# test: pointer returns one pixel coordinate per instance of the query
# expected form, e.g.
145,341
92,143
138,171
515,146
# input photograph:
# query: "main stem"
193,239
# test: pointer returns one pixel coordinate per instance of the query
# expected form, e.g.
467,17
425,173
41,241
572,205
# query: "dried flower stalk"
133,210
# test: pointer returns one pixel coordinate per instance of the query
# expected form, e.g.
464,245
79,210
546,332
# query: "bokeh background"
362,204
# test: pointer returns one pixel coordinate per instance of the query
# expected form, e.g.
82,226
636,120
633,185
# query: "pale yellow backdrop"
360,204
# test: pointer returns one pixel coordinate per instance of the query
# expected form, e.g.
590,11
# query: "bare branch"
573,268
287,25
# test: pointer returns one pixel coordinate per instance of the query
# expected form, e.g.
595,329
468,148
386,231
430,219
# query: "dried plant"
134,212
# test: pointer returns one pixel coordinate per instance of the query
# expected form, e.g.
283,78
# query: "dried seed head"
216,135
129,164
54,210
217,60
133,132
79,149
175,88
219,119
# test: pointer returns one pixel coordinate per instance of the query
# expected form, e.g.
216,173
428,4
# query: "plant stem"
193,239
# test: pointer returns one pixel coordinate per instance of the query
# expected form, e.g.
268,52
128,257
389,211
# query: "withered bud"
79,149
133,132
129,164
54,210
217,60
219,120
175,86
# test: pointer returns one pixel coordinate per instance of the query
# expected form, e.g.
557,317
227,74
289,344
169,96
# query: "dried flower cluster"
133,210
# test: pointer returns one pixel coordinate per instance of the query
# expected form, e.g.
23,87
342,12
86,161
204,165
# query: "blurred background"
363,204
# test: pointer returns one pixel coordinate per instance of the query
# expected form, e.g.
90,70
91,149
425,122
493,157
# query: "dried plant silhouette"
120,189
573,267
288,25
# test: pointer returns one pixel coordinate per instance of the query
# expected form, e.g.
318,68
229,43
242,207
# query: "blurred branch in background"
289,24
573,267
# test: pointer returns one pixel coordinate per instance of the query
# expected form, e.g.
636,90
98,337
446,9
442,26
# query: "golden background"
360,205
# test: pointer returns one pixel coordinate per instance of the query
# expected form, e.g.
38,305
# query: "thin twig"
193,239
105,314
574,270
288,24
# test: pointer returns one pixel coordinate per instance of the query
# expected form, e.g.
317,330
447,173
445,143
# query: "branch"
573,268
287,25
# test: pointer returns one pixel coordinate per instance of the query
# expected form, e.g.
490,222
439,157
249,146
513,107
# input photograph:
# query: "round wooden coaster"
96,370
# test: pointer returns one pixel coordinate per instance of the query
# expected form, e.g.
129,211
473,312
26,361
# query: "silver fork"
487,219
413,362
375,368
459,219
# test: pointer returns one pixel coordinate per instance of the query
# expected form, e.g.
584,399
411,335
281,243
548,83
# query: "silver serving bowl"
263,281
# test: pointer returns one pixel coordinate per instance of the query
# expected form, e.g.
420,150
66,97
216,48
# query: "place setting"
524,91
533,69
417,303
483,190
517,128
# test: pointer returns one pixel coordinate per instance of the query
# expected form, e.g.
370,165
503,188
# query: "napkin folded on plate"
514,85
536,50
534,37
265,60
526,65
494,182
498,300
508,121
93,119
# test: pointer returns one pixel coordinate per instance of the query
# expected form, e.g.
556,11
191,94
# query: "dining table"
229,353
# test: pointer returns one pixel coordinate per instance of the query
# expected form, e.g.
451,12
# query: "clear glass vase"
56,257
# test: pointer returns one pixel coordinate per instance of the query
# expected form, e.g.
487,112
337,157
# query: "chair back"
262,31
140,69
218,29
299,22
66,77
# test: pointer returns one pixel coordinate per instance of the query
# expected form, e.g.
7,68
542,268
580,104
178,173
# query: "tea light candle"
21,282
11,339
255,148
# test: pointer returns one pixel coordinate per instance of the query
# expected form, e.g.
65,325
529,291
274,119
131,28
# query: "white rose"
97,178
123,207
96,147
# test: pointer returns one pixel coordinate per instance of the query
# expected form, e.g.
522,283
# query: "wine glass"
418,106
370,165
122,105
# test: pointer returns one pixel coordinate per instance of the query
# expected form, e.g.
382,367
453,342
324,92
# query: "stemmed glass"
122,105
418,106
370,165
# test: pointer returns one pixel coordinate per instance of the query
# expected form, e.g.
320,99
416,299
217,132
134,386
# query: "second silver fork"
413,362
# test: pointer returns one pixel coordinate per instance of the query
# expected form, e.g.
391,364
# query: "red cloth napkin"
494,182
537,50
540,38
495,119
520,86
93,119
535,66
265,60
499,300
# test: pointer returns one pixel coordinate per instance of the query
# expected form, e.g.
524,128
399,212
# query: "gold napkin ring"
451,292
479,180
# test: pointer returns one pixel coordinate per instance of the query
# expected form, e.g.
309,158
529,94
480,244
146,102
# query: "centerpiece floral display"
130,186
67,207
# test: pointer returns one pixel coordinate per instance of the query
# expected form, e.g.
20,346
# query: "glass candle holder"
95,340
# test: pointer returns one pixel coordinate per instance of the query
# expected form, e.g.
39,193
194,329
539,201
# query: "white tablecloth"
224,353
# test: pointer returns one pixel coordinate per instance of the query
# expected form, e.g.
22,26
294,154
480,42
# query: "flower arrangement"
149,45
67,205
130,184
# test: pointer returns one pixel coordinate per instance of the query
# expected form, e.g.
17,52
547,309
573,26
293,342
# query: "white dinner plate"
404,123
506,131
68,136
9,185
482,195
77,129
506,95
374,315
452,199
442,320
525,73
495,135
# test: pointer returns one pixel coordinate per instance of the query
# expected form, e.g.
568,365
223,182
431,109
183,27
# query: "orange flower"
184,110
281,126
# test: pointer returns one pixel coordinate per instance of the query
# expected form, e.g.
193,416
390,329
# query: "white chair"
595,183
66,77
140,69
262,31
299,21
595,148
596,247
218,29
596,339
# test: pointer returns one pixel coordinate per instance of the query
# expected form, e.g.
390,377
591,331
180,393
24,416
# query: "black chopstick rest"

### Task directions
Return the material above in full, exactly as it appears.

### Answer
# test: pointer returns one pixel coordinate per instance of the query
# expected form, e.g.
145,341
92,143
138,171
515,146
# input photograph:
# query: "main stem"
193,239
# test: pointer returns one pixel coordinate per instance of the query
# expected form, e.g.
467,17
425,173
41,241
572,205
# query: "dried flower stalk"
133,210
# test: pointer returns one pixel coordinate per instance of the query
# expected form, e.g.
464,245
79,210
546,332
# query: "bokeh background"
362,204
# test: pointer returns one pixel coordinate per instance of the query
# expected form, e.g.
82,226
636,120
633,185
# query: "pale yellow backdrop"
360,204
# test: pointer returns one pixel coordinate per instance of the query
# expected form, e.g.
590,11
# query: "bare branch"
573,268
287,25
# test: pointer returns one pixel coordinate per instance of the query
# expected form, e.g.
595,329
468,148
386,231
430,219
# query: "dried plant"
134,212
# test: pointer returns one pixel coordinate per instance of the query
# expected form, e.g.
283,78
# query: "dried seed head"
216,135
129,164
54,210
217,60
133,132
79,149
175,88
219,119
# test: pointer returns one pixel coordinate per instance of the query
# expected form, e.g.
216,173
428,4
# query: "plant stem"
193,239
# test: pointer returns one pixel coordinate per instance of the query
# expected form, e.g.
268,52
128,257
389,211
# query: "withered bud"
79,149
133,132
129,164
54,210
217,60
219,120
175,86
# test: pointer returns one pixel coordinate per instance of the query
# expected form, e.g.
557,317
227,74
289,344
169,96
# query: "dried flower cluster"
133,210
# test: pointer returns one pixel coordinate per instance of the query
# expected form, e.g.
23,87
342,12
86,161
204,165
# query: "blurred background"
363,204
# test: pointer returns one pixel coordinate per instance of the query
# expected form, e.g.
90,70
91,149
425,122
493,157
# query: "dried plant silhouette"
120,189
573,267
288,25
# test: pointer returns one pixel coordinate per instance of the query
# expected form, e.g.
318,68
229,43
242,207
# query: "blurred branch in background"
289,24
573,267
# test: pointer returns one pixel coordinate per instance of the query
# expected form, e.g.
636,90
98,337
446,9
442,26
# query: "golden background"
360,205
# test: pointer returns one pixel coordinate per instance of the query
# expected form, e.g.
38,305
# query: "thin twig"
193,239
105,314
574,270
288,24
# test: pointer returns one pixel coordinate per instance of the query
# expected form, e.g.
317,330
447,173
445,143
# query: "branch"
573,268
287,25
# test: pointer returns one pixel coordinate per instance of the query
# expected form, e.g.
490,222
439,157
249,146
513,107
# input photograph:
# query: "round wooden coaster"
96,370
# test: pointer returns one pixel coordinate per instance of the query
# expected form, e.g.
129,211
473,312
26,361
# query: "silver fork"
487,219
413,362
375,368
459,219
# test: pointer returns one pixel coordinate per instance of the query
# expected form, e.g.
584,399
411,335
281,243
548,83
# query: "silver serving bowl"
263,281
# test: pointer returns one pixel coordinate per instance of the query
# expected form, e.g.
420,150
66,97
216,48
# query: "place setting"
524,91
533,69
417,303
483,190
517,128
# test: pointer returns one pixel coordinate per instance of the query
# expected form, e.g.
370,165
503,188
# query: "napkin folded on plate"
514,85
536,50
534,37
265,60
526,65
494,182
498,300
508,121
93,119
# test: pointer returns one pixel coordinate per instance of the query
# expected form, e.g.
556,11
191,94
# query: "dining table"
229,353
# test: pointer returns one pixel coordinate per instance of the query
# expected form, e.g.
451,12
# query: "clear glass vase"
56,257
# test: pointer returns one pixel coordinate per instance of the query
# expected form, e.g.
487,112
337,157
# query: "chair back"
262,31
140,69
218,29
299,22
66,77
# test: pointer returns one pixel coordinate per instance of the query
# expected form, e.g.
7,68
542,268
580,104
178,173
# query: "tea light candle"
21,282
11,339
255,148
# test: pointer returns one pixel coordinate per instance of the query
# expected form, e.g.
65,325
529,291
274,119
131,28
# query: "white rose"
97,178
123,207
96,147
# test: pointer returns one pixel coordinate per instance of the query
# expected form, e.g.
522,283
# query: "wine glass"
418,106
370,165
122,105
# test: pointer returns one pixel coordinate per instance of the query
# expected form, e.g.
382,367
453,342
324,92
# query: "stemmed glass"
122,105
418,106
370,165
# test: pointer returns one pixel coordinate per instance of the query
# expected form, e.g.
320,99
416,299
217,132
134,386
# query: "second silver fork"
413,362
# test: pointer returns one pixel coordinate per instance of the query
# expected form, e.g.
391,364
# query: "red cloth napkin"
494,182
537,50
540,38
495,119
520,86
93,119
535,66
265,60
499,300
# test: pointer returns one pixel coordinate per instance of the query
# expected form, e.g.
524,128
399,212
# query: "gold napkin ring"
451,292
479,180
# test: pointer returns one pixel coordinate per instance of the query
# expected form, e.g.
309,158
529,94
480,244
146,102
# query: "centerpiece floral display"
130,186
67,207
# test: pointer returns one pixel coordinate per instance of the query
# expected form, e.g.
20,346
# query: "glass candle holder"
95,340
# test: pointer returns one pixel coordinate per instance of the query
# expected form, e.g.
39,193
194,329
539,201
# query: "white tablecloth"
224,353
# test: pointer returns one pixel coordinate per instance of the query
# expected form, e.g.
22,26
294,154
480,42
# query: "flower arrangement"
149,45
67,205
130,184
# test: pointer returns one pixel coordinate per instance of the query
# expected form, e.g.
17,52
547,309
573,26
293,342
# query: "white dinner plate"
404,123
506,131
68,136
9,185
482,195
77,129
506,95
374,315
452,199
442,320
525,73
495,135
# test: pointer returns one pixel coordinate per instance of the query
# expected form, e.g.
568,365
223,182
431,109
183,27
# query: "orange flower"
184,110
281,126
# test: pointer returns one pixel coordinate per instance of the query
# expected form, e.g.
193,416
390,329
# query: "white chair"
595,183
66,77
140,69
262,31
299,21
595,148
596,247
218,29
596,339
# test: pointer returns one pixel coordinate per instance of the query
# expected form, e.g.
390,377
591,331
180,393
24,416
# query: "black chopstick rest"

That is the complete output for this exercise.